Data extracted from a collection
————

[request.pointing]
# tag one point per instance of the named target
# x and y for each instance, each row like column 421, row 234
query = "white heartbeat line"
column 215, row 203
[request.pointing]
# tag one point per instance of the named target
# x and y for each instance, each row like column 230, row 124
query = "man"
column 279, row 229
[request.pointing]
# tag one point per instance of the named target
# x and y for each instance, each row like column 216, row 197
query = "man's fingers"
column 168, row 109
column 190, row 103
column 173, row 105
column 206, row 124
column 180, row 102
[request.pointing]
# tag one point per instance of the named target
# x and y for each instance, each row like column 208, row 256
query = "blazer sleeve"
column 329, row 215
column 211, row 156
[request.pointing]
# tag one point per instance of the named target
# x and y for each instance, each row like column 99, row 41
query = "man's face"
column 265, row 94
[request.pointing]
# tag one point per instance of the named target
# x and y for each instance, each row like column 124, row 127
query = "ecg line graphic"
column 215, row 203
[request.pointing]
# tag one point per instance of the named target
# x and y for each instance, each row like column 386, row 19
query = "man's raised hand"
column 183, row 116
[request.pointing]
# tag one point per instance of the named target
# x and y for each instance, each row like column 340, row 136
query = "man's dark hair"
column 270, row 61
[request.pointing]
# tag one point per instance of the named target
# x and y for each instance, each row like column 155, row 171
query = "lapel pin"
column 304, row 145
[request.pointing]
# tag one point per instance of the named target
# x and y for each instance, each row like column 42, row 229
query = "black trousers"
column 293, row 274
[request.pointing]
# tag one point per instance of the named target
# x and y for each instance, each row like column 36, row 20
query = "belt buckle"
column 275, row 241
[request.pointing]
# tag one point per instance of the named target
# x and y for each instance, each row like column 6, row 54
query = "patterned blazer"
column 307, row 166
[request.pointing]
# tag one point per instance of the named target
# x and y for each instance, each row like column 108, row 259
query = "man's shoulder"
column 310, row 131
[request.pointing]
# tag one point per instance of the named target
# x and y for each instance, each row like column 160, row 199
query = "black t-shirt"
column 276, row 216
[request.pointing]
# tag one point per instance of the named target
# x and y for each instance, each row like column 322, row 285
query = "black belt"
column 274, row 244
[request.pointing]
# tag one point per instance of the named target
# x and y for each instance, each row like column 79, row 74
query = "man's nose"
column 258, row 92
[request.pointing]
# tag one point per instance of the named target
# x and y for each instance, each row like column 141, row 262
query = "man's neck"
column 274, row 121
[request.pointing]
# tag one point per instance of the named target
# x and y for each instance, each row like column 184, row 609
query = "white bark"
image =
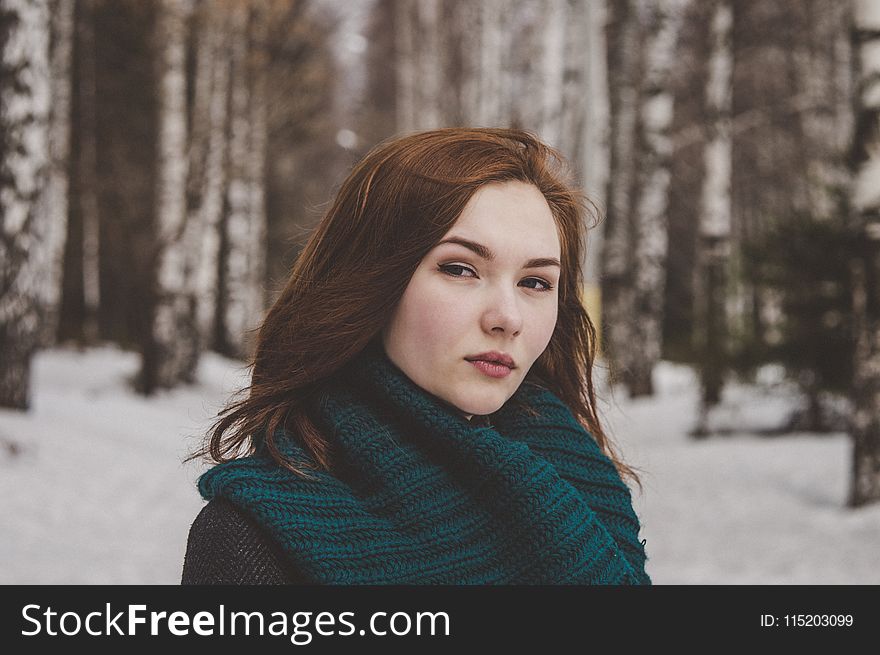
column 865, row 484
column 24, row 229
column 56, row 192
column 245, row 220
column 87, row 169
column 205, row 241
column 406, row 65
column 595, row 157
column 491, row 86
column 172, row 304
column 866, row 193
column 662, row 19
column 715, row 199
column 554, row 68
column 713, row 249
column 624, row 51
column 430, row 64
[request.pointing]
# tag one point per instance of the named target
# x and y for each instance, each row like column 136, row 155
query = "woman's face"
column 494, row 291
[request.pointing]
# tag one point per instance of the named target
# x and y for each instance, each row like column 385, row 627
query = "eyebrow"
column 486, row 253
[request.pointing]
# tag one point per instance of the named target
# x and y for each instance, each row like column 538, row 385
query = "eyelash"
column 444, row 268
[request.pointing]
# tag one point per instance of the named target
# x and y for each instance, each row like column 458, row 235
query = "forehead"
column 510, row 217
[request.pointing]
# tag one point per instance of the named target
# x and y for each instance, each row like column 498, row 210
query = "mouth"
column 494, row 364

————

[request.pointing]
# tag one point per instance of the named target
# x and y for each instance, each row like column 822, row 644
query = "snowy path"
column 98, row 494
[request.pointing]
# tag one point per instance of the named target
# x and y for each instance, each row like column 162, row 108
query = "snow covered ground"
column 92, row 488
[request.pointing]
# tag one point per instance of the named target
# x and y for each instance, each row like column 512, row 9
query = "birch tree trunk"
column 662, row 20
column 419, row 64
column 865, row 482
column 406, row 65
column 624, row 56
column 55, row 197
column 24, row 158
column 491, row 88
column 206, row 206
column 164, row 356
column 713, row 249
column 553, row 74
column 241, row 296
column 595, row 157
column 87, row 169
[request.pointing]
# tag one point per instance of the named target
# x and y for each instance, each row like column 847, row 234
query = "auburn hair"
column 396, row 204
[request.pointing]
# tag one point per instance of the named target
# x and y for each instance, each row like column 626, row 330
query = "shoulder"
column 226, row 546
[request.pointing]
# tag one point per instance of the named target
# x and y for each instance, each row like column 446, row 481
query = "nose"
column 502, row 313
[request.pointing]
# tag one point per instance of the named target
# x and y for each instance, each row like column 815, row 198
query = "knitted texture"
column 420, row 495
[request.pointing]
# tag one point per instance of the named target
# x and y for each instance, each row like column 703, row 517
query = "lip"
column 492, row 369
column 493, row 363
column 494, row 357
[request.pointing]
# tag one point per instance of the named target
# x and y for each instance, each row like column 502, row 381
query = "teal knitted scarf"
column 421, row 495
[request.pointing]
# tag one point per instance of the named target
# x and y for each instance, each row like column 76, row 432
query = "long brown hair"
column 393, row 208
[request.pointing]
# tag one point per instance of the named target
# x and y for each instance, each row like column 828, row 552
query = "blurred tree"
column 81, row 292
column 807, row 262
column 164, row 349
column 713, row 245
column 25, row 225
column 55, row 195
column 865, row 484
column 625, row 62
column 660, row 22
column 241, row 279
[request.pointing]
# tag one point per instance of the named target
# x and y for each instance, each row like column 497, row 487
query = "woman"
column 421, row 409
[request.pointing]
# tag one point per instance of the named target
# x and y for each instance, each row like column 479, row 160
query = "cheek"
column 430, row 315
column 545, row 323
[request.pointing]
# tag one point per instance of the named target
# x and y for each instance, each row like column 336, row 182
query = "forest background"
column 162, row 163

————

Task brief:
Return every line in the rows above that contains the string "white", copying each line in full. Case is significant.

Answer below:
query = "white heartbeat line"
query = "white bark"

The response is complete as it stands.